— Passage —

┄┄┄┄┄┄┄┄┄┄

Case Comments

CitationVol. 40 No. 4
Publication year2015
AuthorLOWELL ANDERSON
Case Comments

LOWELL ANDERSON
Stetina Brunda Garred & Brucker

APPEAL

Dismissal of a remaining, unresolved claim at oral argument of the appeal enabled the district court's order to be treated as final for appeal of other claims. 16 Casa Duse, LLC v. Merkin, 791 F.3d 247, 115 U.S.P.Q2d 1185 (7th Cir. 2015).

COPYRIGHT - COSTUMES

"We now hold that the Copyright Office's determination that a design is protectable under the Copyright Act is entitled to Skidmore deference." Skidmore deference is the respect proportional to the interpretation's power to persuade. The registration of a cheerleader costume is presumed valid and is rebuttable, but was given insufficient deference here. Applying a multipart test that hinged upon identifying the utilitarian aspects of the useful article, whether a viewer can identify pictorial, graphic or sculptural features separately from the utilitarian aspects, and whether the pictorial, graphic or sculptural features can exist independently of the utilitarian aspects of the useful article. Identifying the wearer is not a utilitarian aspect. The arrangement of stripes, chevrons, zigzags and color-blocking were not unprotectable useful articles. Judge McKeague dissented, finding no conceptual separability and considered identification as functional. Varsity Brands, Inc. v. Star Athletica, LLC, 799 F.3d 468 115 U.S.P.Q2d 1773 (6th Cir. 2015).

┄┄┄┄┄┄┄┄┄┄

Stored items
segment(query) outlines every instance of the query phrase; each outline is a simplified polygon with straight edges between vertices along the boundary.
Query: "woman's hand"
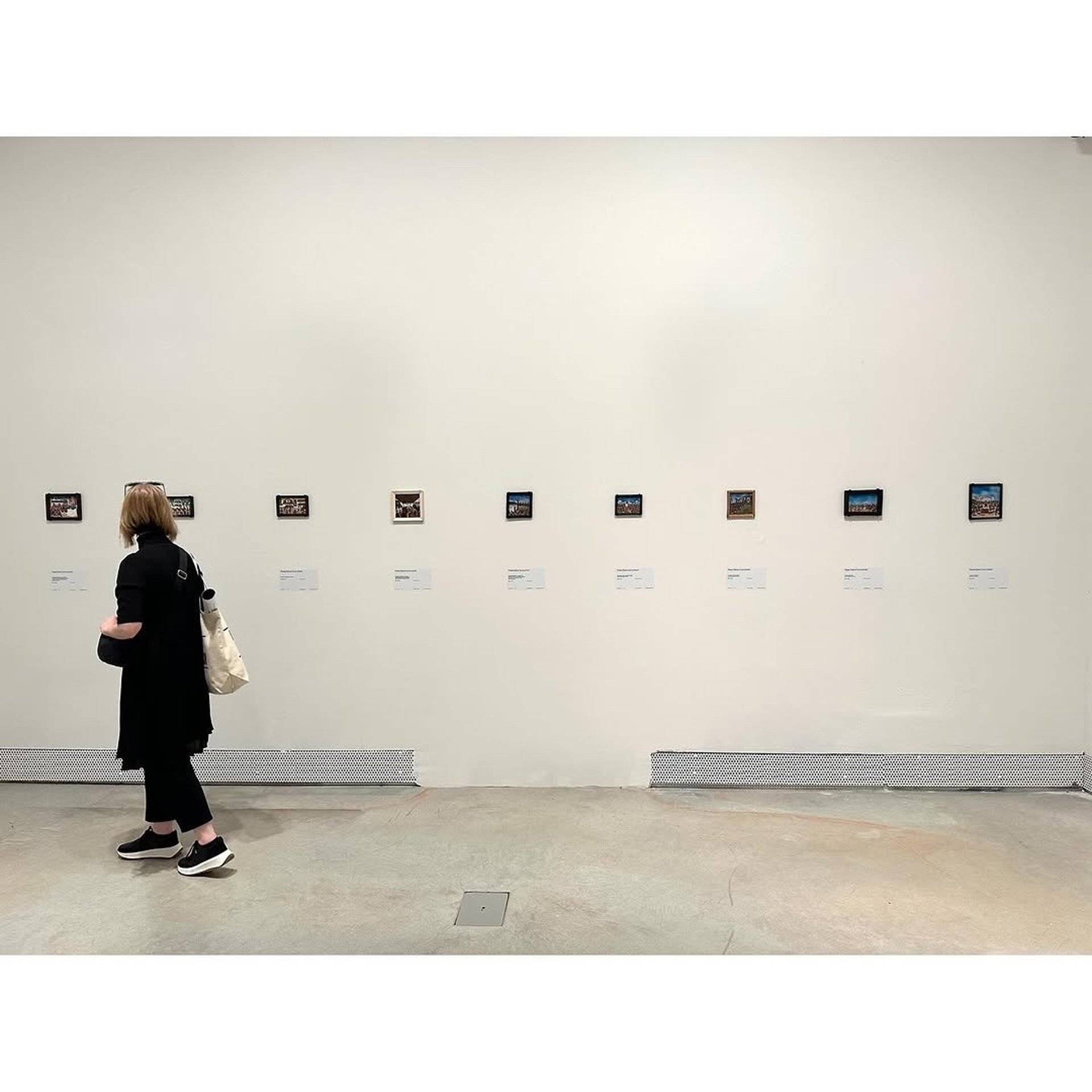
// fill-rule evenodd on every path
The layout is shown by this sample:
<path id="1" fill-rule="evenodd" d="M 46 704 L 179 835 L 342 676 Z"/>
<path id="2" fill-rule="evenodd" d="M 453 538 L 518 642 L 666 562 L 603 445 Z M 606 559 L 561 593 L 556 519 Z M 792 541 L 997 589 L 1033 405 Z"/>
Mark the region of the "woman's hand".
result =
<path id="1" fill-rule="evenodd" d="M 98 631 L 107 637 L 112 637 L 116 641 L 131 641 L 141 631 L 141 626 L 142 622 L 139 621 L 119 622 L 117 615 L 110 615 L 98 627 Z"/>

┄┄┄┄┄┄┄┄┄┄

— Directions for this task —
Return, word for word, the portion of the case comments starting with "CitationVol. 40 No." and going on through "(7th Cir. 2015).".

— Answer space —
CitationVol. 40 No. 4
Publication year2015
AuthorLOWELL ANDERSON
Case Comments

LOWELL ANDERSON
Stetina Brunda Garred & Brucker

APPEAL

Dismissal of a remaining, unresolved claim at oral argument of the appeal enabled the district court's order to be treated as final for appeal of other claims. 16 Casa Duse, LLC v. Merkin, 791 F.3d 247, 115 U.S.P.Q2d 1185 (7th Cir. 2015).